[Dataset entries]
BEGIN

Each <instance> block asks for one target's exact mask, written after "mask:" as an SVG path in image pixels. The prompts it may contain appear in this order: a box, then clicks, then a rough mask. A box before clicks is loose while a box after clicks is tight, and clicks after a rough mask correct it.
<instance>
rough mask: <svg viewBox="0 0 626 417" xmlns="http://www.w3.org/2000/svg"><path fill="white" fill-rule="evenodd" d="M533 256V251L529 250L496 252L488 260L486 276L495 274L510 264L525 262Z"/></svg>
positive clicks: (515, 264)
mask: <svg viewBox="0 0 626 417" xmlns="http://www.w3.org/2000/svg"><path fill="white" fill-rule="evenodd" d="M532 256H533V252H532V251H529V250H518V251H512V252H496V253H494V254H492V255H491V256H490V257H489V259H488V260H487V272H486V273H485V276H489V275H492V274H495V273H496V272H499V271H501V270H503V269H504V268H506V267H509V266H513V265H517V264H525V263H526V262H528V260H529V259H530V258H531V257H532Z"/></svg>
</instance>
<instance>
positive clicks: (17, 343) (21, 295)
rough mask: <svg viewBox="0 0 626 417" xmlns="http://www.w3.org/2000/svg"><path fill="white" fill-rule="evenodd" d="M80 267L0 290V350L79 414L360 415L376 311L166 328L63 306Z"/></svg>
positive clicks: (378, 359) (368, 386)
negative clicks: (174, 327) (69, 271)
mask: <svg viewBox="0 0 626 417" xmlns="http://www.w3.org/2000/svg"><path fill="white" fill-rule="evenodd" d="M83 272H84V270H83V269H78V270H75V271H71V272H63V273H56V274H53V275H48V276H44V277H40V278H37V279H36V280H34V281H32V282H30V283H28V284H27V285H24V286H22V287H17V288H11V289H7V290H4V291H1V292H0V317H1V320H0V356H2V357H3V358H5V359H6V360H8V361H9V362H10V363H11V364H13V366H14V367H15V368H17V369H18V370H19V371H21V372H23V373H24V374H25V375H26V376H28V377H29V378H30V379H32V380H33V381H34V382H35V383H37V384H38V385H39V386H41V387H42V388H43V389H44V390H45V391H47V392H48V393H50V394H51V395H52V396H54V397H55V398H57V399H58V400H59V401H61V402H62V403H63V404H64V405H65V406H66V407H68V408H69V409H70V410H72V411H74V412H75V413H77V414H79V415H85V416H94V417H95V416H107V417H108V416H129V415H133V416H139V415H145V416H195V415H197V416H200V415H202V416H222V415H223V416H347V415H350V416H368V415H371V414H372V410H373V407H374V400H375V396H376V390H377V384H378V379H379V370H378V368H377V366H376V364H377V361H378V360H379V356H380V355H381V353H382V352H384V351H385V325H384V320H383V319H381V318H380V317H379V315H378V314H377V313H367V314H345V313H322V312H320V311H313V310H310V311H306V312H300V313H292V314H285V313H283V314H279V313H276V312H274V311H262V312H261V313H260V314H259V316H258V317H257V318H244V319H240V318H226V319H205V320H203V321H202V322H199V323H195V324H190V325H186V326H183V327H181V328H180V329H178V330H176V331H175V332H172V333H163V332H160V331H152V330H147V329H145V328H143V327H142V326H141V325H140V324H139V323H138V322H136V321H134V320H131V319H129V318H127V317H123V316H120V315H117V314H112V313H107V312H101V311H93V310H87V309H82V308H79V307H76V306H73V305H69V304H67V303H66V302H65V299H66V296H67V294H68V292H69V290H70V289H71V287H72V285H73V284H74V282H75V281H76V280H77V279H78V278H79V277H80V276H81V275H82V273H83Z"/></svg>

END

Exercise instructions: Could you copy all of the rows above word for word, character by character?

Solution:
Each <instance> block asks for one target's exact mask, written after "mask:" as an SVG path in image pixels. The prompts it may contain appear in this order: a box, then clicks, then a rough mask. A box before clicks is loose while a box after clicks is tight, and clicks after a rough mask correct it.
<instance>
rough mask: <svg viewBox="0 0 626 417" xmlns="http://www.w3.org/2000/svg"><path fill="white" fill-rule="evenodd" d="M533 256V251L529 250L496 252L488 260L486 276L495 274L510 264L525 262Z"/></svg>
positive clicks: (515, 264)
mask: <svg viewBox="0 0 626 417" xmlns="http://www.w3.org/2000/svg"><path fill="white" fill-rule="evenodd" d="M532 256H533V252H532V251H529V250H518V251H512V252H496V253H494V254H492V255H491V256H490V257H489V259H488V260H487V272H486V273H485V276H489V275H492V274H495V273H496V272H499V271H501V270H503V269H504V268H506V267H509V266H513V265H517V264H525V263H526V262H528V260H529V259H530V258H531V257H532Z"/></svg>
</instance>
<instance>
positive clicks: (17, 343) (21, 295)
rough mask: <svg viewBox="0 0 626 417" xmlns="http://www.w3.org/2000/svg"><path fill="white" fill-rule="evenodd" d="M80 267L0 290V350L79 414L360 415L376 311L166 328L63 306Z"/></svg>
positive clicks: (378, 359) (368, 386)
negative clicks: (174, 327) (69, 271)
mask: <svg viewBox="0 0 626 417" xmlns="http://www.w3.org/2000/svg"><path fill="white" fill-rule="evenodd" d="M83 272H84V270H83V269H78V270H75V271H71V272H63V273H56V274H53V275H48V276H44V277H40V278H37V279H36V280H34V281H32V282H30V283H28V284H27V285H24V286H22V287H17V288H11V289H7V290H4V291H1V292H0V317H1V320H0V356H2V357H3V358H5V359H6V360H8V361H9V362H10V363H11V364H13V366H14V367H15V368H17V369H18V370H19V371H21V372H23V373H24V374H25V375H26V376H28V377H29V378H30V379H32V380H33V381H34V382H35V383H37V384H38V385H39V386H41V387H42V388H43V389H44V390H45V391H47V392H48V393H50V394H51V395H52V396H54V397H55V398H57V399H58V400H59V401H61V402H62V403H63V404H64V405H65V406H66V407H68V408H69V409H70V410H72V411H74V412H75V413H77V414H79V415H85V416H94V417H95V416H107V417H108V416H129V415H133V416H139V415H145V416H195V415H197V416H200V415H202V416H222V415H223V416H347V415H350V416H368V415H371V414H372V410H373V407H374V400H375V396H376V390H377V384H378V379H379V370H378V368H377V366H376V364H377V361H378V360H379V356H380V355H381V353H382V352H384V351H385V325H384V320H383V319H381V318H380V317H379V315H378V314H377V313H367V314H345V313H322V312H320V311H313V310H310V311H306V312H300V313H292V314H285V313H283V314H279V313H276V312H274V311H262V312H261V313H260V314H259V316H258V317H257V318H244V319H240V318H226V319H205V320H203V321H202V322H199V323H195V324H190V325H186V326H183V327H181V328H180V329H178V330H176V331H175V332H172V333H163V332H160V331H152V330H147V329H145V328H143V327H142V326H141V325H140V324H139V323H138V322H136V321H134V320H131V319H129V318H127V317H123V316H120V315H117V314H112V313H107V312H101V311H93V310H87V309H82V308H79V307H76V306H73V305H69V304H67V303H66V302H65V299H66V296H67V294H68V292H69V290H70V289H71V287H72V285H73V284H74V282H75V281H76V280H77V279H78V278H79V277H80V276H81V275H82V273H83Z"/></svg>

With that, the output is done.